Saved entries:
*** Block opens ***
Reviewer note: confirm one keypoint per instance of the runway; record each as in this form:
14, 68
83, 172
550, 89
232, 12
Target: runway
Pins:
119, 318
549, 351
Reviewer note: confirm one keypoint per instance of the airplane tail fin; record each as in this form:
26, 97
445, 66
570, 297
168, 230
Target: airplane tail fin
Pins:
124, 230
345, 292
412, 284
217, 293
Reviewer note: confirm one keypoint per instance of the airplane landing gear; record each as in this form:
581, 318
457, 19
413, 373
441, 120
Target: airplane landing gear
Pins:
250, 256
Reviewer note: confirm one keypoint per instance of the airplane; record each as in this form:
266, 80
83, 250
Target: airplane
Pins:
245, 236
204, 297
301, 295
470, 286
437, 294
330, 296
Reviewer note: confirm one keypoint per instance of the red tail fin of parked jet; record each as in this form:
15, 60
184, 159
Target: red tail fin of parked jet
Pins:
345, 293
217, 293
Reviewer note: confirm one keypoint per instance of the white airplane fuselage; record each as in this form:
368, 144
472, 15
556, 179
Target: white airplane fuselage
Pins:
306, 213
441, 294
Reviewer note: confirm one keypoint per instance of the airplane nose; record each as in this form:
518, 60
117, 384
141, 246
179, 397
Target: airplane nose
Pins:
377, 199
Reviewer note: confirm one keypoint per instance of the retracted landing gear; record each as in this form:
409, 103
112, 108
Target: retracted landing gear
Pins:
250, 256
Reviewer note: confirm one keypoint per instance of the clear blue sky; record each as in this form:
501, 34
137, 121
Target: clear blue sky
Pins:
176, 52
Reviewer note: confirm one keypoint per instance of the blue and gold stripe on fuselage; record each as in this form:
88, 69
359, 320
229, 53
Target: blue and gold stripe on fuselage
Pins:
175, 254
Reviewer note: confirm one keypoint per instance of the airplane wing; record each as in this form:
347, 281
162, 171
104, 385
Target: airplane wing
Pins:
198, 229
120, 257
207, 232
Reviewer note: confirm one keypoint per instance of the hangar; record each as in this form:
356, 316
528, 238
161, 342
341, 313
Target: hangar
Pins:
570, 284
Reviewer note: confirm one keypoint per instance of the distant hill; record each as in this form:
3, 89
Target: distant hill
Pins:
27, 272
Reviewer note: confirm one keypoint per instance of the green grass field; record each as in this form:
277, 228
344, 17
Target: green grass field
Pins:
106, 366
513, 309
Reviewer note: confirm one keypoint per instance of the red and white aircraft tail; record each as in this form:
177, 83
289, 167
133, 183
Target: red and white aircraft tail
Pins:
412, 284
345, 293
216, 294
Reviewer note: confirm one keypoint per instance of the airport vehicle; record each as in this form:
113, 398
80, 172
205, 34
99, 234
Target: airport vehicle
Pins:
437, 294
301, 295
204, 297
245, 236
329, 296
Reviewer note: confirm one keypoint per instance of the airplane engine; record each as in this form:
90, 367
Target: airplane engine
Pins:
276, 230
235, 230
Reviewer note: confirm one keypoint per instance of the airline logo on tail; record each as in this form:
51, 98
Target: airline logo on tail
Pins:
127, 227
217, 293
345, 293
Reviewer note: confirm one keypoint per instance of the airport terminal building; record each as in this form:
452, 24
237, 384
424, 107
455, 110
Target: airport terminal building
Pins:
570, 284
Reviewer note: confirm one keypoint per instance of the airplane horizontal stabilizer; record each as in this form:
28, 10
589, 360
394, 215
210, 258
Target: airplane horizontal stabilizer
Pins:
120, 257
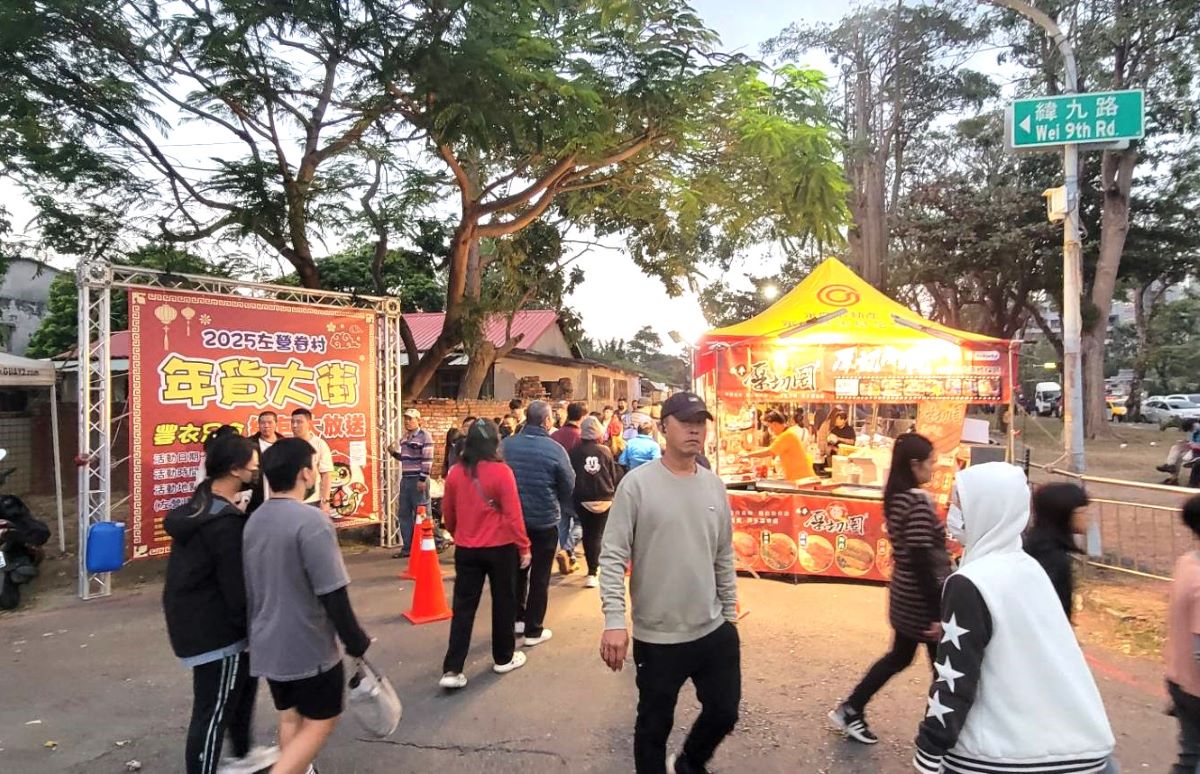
*** Block closes ***
Exercise goal: Some lines in the data above hold the string "runway". Find and copy each of them.

Worked solution:
Reviewer note: confirm one keypoint per instance of the runway; record each as in this form:
Target: runway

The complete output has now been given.